*Try it*.
Wherever "check" turns up in the entries, copy out the line that holds it.

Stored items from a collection
BEGIN
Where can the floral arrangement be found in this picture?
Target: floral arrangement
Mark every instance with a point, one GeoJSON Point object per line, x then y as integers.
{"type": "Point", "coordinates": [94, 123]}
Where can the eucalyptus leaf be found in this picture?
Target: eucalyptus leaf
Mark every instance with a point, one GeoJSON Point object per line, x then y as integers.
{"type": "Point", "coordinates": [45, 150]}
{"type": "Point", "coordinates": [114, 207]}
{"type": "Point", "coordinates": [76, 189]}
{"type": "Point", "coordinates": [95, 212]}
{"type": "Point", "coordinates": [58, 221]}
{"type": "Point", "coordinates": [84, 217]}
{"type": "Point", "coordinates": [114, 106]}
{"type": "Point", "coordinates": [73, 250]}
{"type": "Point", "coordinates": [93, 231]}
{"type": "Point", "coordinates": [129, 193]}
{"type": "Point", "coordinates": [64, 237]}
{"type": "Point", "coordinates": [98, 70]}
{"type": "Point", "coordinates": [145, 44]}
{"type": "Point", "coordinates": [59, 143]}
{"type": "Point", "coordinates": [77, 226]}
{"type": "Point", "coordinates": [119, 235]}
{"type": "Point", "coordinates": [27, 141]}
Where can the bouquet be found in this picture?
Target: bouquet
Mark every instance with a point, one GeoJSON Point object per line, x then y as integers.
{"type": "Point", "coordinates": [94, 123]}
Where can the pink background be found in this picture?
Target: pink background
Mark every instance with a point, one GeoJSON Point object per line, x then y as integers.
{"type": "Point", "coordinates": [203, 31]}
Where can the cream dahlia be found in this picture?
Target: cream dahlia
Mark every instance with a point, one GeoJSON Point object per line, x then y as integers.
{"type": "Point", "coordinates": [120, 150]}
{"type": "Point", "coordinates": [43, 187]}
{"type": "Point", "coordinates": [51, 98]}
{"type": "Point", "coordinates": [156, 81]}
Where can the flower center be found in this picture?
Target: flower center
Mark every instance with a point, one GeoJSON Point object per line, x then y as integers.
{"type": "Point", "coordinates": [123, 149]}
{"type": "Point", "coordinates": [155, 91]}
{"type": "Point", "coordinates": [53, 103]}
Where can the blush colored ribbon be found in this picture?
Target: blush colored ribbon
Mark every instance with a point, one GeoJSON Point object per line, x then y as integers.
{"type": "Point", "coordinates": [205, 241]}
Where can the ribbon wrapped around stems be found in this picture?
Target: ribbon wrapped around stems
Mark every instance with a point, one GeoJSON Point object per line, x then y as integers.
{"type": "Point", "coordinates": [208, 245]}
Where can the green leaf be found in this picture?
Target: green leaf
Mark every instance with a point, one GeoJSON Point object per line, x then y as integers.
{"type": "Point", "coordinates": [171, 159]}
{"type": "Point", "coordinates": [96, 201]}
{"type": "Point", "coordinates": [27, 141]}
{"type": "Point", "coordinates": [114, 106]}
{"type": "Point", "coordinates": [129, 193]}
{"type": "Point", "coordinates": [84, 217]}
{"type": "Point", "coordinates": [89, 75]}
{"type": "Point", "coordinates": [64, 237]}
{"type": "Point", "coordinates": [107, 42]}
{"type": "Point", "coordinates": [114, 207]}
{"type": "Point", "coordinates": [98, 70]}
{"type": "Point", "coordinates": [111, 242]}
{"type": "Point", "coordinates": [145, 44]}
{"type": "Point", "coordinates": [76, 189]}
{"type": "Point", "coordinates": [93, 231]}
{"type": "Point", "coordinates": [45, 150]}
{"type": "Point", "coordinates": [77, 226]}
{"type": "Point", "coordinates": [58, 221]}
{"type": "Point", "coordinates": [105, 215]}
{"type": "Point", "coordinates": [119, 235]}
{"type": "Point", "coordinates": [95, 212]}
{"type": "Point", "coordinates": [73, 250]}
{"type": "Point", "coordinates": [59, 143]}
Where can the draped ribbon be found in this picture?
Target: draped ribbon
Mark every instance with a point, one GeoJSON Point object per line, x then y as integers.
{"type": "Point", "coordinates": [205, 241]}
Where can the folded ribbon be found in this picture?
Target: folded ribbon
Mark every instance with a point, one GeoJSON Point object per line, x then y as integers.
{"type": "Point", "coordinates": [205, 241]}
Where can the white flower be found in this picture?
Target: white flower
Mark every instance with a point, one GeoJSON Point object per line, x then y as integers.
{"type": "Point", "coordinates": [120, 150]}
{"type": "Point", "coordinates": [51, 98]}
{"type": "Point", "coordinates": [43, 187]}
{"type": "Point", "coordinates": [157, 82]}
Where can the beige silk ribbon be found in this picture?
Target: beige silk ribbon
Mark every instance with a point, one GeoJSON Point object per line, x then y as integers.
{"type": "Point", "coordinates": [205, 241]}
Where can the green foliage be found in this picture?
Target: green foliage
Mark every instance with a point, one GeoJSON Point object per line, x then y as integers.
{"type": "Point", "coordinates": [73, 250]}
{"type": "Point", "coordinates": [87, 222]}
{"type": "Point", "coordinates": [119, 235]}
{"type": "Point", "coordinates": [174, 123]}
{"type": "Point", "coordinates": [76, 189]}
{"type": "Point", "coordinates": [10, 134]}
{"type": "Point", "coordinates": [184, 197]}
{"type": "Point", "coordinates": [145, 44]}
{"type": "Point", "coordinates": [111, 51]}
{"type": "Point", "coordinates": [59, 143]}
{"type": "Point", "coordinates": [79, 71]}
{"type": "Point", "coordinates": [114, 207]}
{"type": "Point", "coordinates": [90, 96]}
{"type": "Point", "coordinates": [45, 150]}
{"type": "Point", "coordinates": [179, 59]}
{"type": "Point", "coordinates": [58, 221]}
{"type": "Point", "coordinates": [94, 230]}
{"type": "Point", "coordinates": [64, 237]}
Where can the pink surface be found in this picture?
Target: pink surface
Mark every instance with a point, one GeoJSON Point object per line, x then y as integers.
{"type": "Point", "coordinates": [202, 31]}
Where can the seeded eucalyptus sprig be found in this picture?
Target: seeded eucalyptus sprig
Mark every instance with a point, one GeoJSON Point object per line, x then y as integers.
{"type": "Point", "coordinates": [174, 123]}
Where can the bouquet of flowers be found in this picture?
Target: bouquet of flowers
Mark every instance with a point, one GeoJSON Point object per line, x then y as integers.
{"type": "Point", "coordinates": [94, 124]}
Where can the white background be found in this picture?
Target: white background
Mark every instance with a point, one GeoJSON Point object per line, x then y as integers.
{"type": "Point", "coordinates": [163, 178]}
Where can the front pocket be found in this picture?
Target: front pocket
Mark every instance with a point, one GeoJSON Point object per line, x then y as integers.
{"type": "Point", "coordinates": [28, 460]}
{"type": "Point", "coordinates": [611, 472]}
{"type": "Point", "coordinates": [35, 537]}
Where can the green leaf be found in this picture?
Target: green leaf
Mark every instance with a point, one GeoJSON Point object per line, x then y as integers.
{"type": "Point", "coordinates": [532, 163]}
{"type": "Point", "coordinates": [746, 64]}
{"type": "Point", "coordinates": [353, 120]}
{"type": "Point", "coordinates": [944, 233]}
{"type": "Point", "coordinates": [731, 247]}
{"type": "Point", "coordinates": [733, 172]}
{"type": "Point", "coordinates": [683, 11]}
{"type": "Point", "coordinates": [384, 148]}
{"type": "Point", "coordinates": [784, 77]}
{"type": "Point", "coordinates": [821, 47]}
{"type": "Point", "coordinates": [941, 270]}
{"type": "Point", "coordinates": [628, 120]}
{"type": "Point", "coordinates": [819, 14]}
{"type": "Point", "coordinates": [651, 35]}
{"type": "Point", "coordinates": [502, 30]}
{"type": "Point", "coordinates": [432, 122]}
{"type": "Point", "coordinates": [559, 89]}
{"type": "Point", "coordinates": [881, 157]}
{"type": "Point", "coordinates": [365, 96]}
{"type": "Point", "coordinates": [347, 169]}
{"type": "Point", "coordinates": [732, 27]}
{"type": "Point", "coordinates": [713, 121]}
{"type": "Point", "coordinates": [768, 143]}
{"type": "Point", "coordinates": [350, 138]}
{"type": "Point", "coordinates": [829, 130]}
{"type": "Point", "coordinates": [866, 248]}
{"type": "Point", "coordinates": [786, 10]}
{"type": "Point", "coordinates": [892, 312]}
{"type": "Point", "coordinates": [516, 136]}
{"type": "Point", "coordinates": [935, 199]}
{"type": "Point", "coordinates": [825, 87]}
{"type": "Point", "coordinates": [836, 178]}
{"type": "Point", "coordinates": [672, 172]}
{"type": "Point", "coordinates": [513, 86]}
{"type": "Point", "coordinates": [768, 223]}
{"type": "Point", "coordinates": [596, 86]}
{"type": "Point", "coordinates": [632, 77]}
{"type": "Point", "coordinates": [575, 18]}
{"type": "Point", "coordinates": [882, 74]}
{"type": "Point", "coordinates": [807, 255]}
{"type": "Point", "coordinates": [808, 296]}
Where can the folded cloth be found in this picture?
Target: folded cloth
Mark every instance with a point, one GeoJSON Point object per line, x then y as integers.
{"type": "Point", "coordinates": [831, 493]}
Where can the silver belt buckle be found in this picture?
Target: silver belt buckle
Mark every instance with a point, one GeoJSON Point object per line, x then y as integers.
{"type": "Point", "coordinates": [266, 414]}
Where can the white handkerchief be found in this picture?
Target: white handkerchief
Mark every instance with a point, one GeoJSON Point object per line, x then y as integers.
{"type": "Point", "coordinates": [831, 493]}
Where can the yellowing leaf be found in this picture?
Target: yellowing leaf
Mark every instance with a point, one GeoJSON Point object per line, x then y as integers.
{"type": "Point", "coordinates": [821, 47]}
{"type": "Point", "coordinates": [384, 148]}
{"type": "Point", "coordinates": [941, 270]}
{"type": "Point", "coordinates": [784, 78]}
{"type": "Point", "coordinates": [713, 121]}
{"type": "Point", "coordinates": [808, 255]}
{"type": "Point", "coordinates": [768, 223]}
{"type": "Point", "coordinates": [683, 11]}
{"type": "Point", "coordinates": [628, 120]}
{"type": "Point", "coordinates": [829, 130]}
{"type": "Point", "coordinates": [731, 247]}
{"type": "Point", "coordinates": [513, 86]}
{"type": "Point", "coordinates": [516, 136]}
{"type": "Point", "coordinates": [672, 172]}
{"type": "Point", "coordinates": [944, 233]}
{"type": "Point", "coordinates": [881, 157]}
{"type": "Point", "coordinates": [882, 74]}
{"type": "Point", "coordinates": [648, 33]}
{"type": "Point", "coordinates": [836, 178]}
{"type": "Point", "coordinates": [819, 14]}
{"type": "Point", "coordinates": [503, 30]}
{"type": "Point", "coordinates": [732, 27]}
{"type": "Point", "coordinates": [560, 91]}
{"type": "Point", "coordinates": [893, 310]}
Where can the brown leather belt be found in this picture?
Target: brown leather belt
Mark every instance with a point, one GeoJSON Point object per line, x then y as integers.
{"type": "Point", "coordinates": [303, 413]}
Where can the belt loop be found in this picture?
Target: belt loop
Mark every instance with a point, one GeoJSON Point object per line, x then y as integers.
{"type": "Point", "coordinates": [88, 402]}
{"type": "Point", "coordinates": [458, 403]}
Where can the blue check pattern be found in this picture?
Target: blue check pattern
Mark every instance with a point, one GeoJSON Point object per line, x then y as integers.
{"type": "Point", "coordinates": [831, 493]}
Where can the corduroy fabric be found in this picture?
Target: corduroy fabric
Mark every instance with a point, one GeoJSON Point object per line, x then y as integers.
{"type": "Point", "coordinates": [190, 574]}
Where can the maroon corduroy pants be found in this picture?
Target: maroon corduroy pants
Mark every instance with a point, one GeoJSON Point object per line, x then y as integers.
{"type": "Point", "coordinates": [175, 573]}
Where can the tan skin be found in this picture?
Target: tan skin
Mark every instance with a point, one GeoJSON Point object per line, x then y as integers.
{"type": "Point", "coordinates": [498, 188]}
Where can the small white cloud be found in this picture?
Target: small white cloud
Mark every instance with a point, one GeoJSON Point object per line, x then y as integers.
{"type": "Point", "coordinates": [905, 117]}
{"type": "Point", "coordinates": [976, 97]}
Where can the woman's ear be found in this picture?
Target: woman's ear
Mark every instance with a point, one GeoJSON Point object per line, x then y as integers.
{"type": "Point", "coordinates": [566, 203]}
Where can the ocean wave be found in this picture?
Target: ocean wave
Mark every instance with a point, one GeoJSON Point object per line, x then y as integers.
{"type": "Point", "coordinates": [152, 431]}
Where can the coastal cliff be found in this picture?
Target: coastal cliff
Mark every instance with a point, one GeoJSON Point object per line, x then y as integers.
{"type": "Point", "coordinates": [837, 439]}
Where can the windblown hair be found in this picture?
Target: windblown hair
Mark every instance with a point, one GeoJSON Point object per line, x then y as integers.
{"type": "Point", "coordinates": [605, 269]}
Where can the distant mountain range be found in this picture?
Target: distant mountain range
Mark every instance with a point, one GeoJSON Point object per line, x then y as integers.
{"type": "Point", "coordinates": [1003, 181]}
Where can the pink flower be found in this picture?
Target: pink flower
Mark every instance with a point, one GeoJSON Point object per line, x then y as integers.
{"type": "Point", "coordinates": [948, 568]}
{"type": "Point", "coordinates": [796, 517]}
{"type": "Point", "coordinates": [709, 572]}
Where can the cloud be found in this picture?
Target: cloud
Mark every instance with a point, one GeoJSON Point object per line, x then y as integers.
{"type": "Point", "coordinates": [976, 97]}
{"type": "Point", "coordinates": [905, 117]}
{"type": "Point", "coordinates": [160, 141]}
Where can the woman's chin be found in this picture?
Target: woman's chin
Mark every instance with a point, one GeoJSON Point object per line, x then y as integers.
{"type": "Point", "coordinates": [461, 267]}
END
*Answer section*.
Where can the blue check pattern be found in this picture?
Target: blue check pattern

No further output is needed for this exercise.